WHAT YOU WILL DO
Show every line below that contains the word "drapery", copying each one in full.

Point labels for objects
---------------
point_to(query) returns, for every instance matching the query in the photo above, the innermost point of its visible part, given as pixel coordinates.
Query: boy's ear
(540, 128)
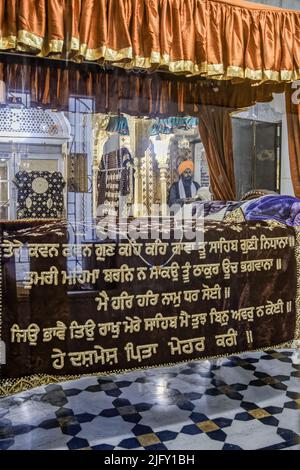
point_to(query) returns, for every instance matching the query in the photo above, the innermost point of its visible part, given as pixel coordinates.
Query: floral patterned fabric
(40, 194)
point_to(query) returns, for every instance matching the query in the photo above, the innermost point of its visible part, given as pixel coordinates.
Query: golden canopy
(215, 38)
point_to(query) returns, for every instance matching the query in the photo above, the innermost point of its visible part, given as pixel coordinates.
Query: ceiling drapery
(50, 85)
(215, 38)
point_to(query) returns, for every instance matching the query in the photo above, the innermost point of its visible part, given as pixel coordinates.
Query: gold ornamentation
(297, 254)
(26, 41)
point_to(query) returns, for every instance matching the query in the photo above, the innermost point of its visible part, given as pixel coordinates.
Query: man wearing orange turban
(185, 188)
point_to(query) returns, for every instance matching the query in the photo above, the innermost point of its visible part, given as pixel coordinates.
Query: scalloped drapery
(227, 39)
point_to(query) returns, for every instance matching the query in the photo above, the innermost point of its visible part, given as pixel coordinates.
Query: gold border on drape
(211, 38)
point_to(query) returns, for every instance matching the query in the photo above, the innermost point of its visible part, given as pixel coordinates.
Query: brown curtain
(212, 38)
(155, 95)
(51, 83)
(216, 135)
(292, 97)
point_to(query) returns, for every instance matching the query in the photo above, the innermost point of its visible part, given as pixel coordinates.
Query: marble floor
(249, 402)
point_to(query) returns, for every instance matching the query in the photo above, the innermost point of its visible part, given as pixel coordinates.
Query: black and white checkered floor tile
(249, 402)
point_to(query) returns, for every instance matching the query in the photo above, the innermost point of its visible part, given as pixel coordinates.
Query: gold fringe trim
(27, 41)
(12, 386)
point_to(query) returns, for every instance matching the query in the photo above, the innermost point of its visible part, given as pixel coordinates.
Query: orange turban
(184, 165)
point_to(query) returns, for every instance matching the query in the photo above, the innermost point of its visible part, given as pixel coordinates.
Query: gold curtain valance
(215, 38)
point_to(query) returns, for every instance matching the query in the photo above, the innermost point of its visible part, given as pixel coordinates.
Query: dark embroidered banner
(111, 306)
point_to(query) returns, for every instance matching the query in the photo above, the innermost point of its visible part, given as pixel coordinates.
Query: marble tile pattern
(250, 401)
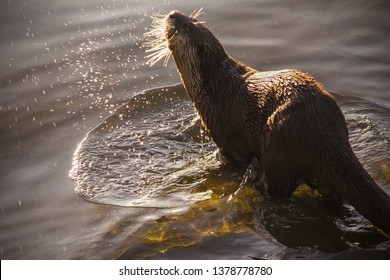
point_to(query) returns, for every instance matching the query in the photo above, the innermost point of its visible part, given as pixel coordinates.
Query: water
(66, 67)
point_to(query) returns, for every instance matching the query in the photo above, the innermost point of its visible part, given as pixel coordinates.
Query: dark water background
(65, 66)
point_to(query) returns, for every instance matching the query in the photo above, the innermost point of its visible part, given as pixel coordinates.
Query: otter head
(191, 42)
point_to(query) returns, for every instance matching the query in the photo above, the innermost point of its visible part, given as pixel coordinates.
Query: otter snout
(176, 20)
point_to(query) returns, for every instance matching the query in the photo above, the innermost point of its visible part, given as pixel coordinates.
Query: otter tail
(348, 179)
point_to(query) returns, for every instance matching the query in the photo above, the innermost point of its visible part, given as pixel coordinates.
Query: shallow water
(67, 67)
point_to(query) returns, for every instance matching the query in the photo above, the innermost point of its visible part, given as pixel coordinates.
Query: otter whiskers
(157, 45)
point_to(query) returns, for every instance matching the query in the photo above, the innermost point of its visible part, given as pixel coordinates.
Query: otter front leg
(284, 155)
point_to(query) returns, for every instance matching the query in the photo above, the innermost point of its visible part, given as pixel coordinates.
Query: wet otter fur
(284, 119)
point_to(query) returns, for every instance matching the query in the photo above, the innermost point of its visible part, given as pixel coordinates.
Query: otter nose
(173, 14)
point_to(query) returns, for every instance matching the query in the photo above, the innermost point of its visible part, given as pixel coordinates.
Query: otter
(285, 119)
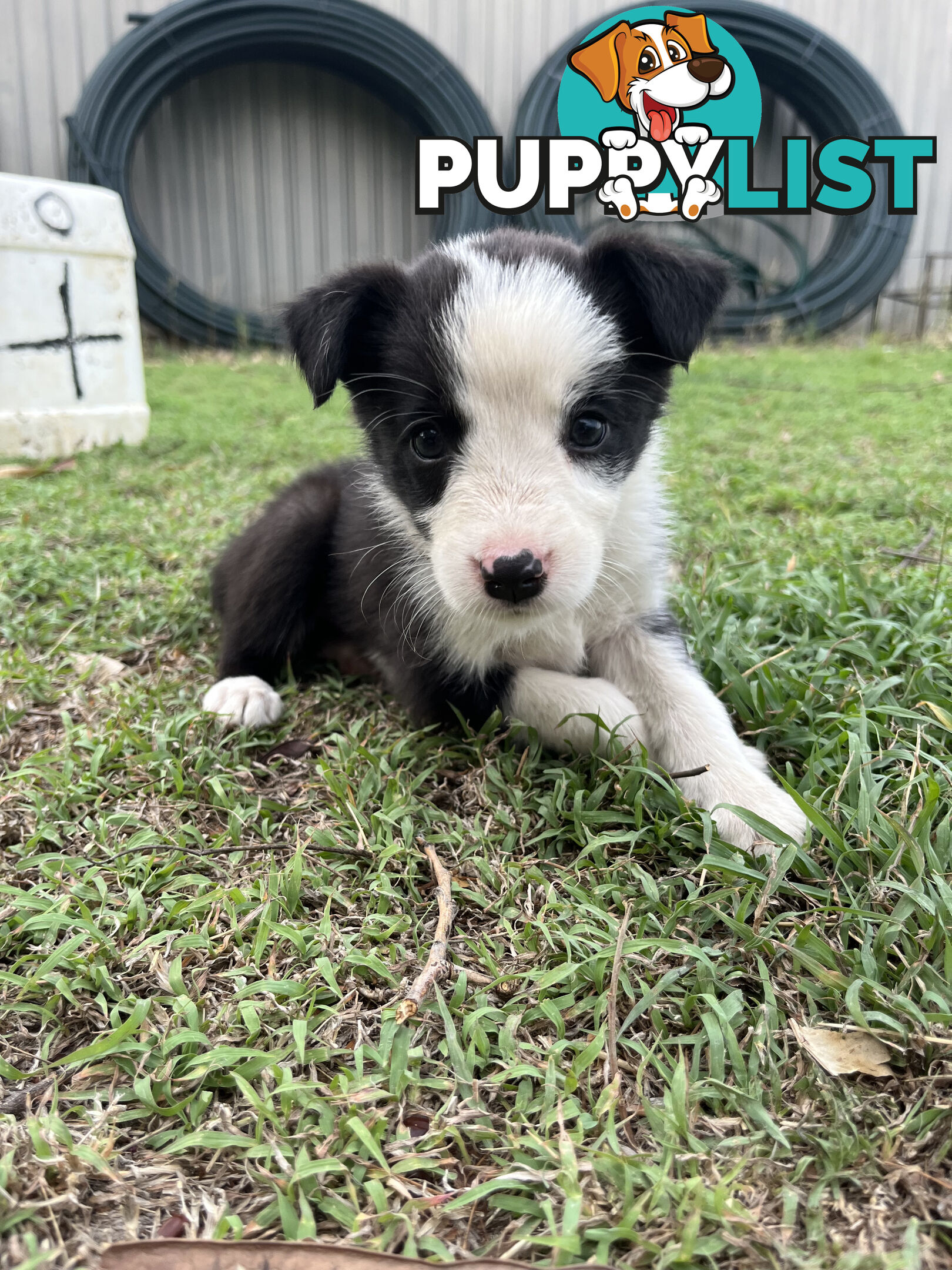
---------------
OUTPUT OF THE TASK
Query: ceiling drapery
Query: scalloped drapery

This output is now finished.